***** RECORDS SUPPLIED

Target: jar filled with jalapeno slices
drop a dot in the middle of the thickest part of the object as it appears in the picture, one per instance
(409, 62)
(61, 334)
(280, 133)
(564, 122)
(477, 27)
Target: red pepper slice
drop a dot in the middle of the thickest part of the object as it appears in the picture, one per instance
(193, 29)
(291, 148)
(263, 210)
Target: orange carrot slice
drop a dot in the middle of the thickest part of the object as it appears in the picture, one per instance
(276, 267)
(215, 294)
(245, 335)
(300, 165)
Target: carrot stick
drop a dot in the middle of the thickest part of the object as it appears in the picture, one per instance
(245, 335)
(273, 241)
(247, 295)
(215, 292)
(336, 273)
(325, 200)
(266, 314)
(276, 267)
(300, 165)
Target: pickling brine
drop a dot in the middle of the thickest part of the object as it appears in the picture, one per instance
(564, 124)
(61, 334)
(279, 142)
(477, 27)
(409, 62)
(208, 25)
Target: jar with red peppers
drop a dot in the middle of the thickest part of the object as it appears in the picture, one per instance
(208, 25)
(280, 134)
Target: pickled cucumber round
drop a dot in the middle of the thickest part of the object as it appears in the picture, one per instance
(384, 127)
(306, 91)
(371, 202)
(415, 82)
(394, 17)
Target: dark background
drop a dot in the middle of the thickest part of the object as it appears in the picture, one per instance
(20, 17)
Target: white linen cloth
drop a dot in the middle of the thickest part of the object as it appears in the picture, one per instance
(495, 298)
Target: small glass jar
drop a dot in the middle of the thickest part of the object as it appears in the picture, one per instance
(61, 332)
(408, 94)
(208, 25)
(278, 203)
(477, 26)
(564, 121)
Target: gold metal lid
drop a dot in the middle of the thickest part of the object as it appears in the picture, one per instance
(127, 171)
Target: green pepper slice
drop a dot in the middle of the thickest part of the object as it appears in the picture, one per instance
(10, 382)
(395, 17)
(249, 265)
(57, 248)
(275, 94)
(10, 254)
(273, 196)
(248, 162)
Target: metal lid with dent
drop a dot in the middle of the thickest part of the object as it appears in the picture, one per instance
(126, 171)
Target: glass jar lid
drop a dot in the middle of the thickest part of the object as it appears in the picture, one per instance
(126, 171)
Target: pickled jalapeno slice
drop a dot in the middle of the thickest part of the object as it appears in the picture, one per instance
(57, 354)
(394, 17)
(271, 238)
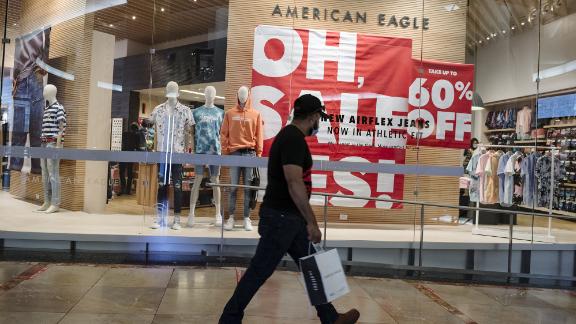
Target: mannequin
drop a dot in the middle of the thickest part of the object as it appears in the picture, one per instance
(173, 123)
(242, 135)
(53, 130)
(207, 132)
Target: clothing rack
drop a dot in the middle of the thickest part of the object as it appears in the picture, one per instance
(519, 146)
(550, 206)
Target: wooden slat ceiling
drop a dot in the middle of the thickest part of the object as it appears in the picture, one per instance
(490, 20)
(161, 21)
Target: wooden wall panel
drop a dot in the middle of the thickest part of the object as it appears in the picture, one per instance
(445, 40)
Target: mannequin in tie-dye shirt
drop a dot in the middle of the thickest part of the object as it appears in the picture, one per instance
(208, 120)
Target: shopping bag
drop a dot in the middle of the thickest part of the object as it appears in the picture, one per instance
(323, 276)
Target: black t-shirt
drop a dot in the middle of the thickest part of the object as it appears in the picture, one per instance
(289, 147)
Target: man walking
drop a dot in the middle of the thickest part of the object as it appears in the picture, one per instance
(287, 222)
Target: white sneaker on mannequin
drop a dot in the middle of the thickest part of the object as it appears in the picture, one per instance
(218, 220)
(52, 209)
(176, 225)
(191, 220)
(229, 224)
(248, 224)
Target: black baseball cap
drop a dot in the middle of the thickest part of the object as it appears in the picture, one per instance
(308, 104)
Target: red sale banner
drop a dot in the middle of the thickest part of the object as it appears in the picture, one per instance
(363, 80)
(440, 100)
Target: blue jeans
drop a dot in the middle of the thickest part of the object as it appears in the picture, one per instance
(235, 173)
(167, 172)
(28, 112)
(280, 233)
(51, 178)
(214, 170)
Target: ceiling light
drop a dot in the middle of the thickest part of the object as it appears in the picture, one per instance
(451, 7)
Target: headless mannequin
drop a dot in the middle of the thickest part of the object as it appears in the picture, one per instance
(168, 173)
(210, 94)
(243, 93)
(50, 96)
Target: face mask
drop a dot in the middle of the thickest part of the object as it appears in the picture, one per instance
(314, 129)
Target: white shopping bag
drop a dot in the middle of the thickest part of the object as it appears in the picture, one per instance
(324, 276)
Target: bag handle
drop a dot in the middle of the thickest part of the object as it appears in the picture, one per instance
(317, 247)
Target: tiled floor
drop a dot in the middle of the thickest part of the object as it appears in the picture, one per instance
(48, 293)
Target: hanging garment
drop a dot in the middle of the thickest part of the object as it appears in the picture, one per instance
(518, 185)
(488, 122)
(543, 171)
(529, 178)
(474, 179)
(523, 122)
(491, 195)
(509, 172)
(501, 174)
(480, 171)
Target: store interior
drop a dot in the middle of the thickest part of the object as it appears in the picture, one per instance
(534, 121)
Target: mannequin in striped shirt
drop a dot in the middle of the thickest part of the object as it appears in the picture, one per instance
(53, 129)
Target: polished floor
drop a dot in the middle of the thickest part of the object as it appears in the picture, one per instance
(55, 293)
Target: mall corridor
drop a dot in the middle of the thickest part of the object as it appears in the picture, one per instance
(68, 293)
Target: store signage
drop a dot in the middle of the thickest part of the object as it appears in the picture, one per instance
(557, 106)
(347, 16)
(362, 79)
(440, 99)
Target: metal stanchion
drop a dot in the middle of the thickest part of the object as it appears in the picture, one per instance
(511, 217)
(325, 220)
(221, 252)
(421, 235)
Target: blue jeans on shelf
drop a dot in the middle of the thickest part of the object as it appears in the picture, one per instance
(51, 178)
(28, 112)
(235, 173)
(280, 233)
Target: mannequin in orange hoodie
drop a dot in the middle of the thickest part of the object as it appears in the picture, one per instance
(241, 135)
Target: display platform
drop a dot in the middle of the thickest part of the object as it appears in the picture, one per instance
(446, 246)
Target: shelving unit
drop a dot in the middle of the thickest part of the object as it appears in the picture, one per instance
(560, 126)
(540, 140)
(500, 130)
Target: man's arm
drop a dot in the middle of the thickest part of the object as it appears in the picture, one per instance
(299, 194)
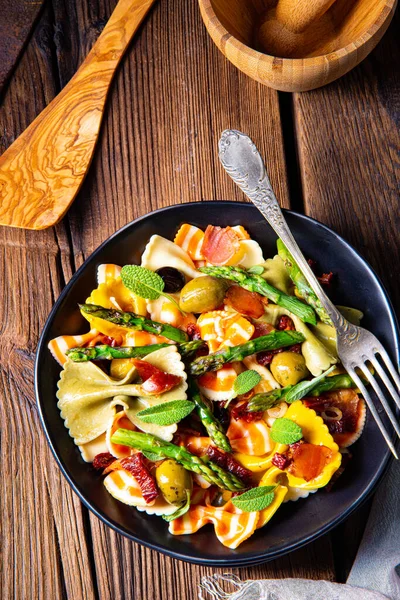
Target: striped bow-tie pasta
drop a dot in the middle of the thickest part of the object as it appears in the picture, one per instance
(161, 252)
(218, 385)
(247, 253)
(231, 525)
(249, 438)
(123, 486)
(101, 401)
(221, 328)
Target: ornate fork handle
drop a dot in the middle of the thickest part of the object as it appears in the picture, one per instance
(242, 161)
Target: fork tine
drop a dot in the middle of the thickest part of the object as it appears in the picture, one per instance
(381, 396)
(380, 350)
(372, 408)
(386, 381)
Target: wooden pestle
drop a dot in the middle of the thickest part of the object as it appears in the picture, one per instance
(297, 15)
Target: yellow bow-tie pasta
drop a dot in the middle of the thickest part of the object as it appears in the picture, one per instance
(161, 252)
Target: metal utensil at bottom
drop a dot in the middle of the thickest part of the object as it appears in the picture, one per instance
(356, 346)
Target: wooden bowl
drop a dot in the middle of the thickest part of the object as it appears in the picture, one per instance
(328, 49)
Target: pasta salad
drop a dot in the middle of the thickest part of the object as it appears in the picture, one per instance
(208, 389)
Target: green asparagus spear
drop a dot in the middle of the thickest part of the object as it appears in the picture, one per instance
(269, 399)
(105, 352)
(150, 443)
(301, 282)
(256, 283)
(133, 321)
(272, 341)
(212, 425)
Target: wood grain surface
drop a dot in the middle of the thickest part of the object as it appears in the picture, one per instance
(252, 36)
(43, 170)
(333, 152)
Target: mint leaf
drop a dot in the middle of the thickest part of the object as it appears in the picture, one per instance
(266, 400)
(245, 382)
(256, 270)
(255, 499)
(151, 456)
(142, 281)
(301, 389)
(145, 283)
(167, 413)
(180, 511)
(285, 431)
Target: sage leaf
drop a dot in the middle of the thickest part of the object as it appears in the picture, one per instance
(255, 499)
(167, 413)
(285, 431)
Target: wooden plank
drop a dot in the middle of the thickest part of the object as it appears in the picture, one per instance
(171, 99)
(348, 149)
(347, 135)
(43, 521)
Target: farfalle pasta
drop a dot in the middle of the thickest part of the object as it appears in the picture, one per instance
(205, 391)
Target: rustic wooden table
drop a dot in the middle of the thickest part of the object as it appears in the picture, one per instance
(331, 153)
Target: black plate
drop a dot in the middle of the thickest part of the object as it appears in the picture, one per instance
(296, 523)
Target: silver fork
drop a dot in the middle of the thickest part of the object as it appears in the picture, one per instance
(356, 346)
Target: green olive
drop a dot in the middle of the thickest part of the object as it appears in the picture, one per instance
(203, 294)
(173, 481)
(288, 368)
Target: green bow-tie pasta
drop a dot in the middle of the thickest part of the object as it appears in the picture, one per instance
(88, 397)
(168, 360)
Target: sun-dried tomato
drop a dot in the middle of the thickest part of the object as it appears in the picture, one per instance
(281, 461)
(227, 462)
(221, 414)
(193, 331)
(103, 460)
(244, 302)
(161, 382)
(136, 466)
(335, 426)
(265, 358)
(239, 411)
(309, 460)
(261, 328)
(285, 324)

**********

WORK ORDER:
Restate word for word only the lines above from the line containing "Target: man walking" to the line containing "Target: ceiling light", both of them included.

EXPECTED ANSWER:
Target: man walking
drop a dot in the middle of the thickest part of the object as it appears in the picture, one per instance
(287, 222)
Target: white sneaker on mannequin
drop a dot in the middle of the thickest part of the object as it appears in the picture, one per instance
(218, 220)
(52, 209)
(176, 225)
(191, 220)
(229, 224)
(248, 224)
Target: black baseball cap
drop a dot in the middle of the thickest part of the object as it appears in the picture, one per instance
(308, 104)
Target: red sale banner
drop a dot in the middle of the thickest part of the object as it appears in the picture, one per instance
(363, 80)
(440, 100)
Target: blue jeans
drop a dot in the middle of the thickest part of the object as it appears in the picture, one per instance
(235, 173)
(167, 172)
(28, 112)
(280, 233)
(51, 178)
(214, 170)
Target: ceiling light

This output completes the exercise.